■ **TASK ITEM**:
Reproduce the material below word for word, omitting the pictures from your copy.

■ **EXTRACTED RECORDS**:
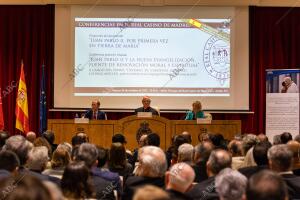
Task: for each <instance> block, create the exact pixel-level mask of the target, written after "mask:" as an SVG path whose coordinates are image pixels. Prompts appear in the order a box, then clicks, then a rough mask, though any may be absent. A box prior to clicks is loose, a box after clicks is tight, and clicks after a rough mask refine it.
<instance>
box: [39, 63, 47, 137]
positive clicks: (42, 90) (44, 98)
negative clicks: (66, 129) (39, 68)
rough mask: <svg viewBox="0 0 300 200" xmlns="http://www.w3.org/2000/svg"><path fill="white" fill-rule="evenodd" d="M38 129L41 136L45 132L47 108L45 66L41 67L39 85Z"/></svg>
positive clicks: (42, 66) (43, 65) (46, 116)
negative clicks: (41, 73) (41, 72)
mask: <svg viewBox="0 0 300 200" xmlns="http://www.w3.org/2000/svg"><path fill="white" fill-rule="evenodd" d="M39 109H40V128H39V132H40V134H42V133H43V132H44V131H45V130H47V107H46V81H45V65H44V64H43V65H42V78H41V84H40V108H39Z"/></svg>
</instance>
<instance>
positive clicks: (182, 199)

■ **RESPONSE**:
Task: for each <instance> block, create the exact pixel-level mask of the target, written after "mask:" as an SVG path whose coordinates are image pixels. Prompts appear in the order a box, then clicks, then a rough mask, though any may be absent. A box prior to clicks is loose, a box after clicks is tight, and clicks after a rough mask refine it.
<instance>
box: [39, 63, 47, 137]
positive clicks: (42, 90) (44, 98)
negative clicks: (66, 129) (39, 68)
rough mask: <svg viewBox="0 0 300 200" xmlns="http://www.w3.org/2000/svg"><path fill="white" fill-rule="evenodd" d="M38 129L41 136L45 132L47 108L45 66L41 67L39 85Z"/></svg>
positive clicks: (42, 66) (43, 65) (46, 116)
negative clicks: (41, 73) (41, 72)
mask: <svg viewBox="0 0 300 200" xmlns="http://www.w3.org/2000/svg"><path fill="white" fill-rule="evenodd" d="M39 109H40V128H39V132H40V134H42V133H43V132H44V131H45V130H47V107H46V81H45V65H44V64H43V65H42V78H41V84H40V108H39Z"/></svg>
</instance>
<instance>
positive clicks: (182, 199)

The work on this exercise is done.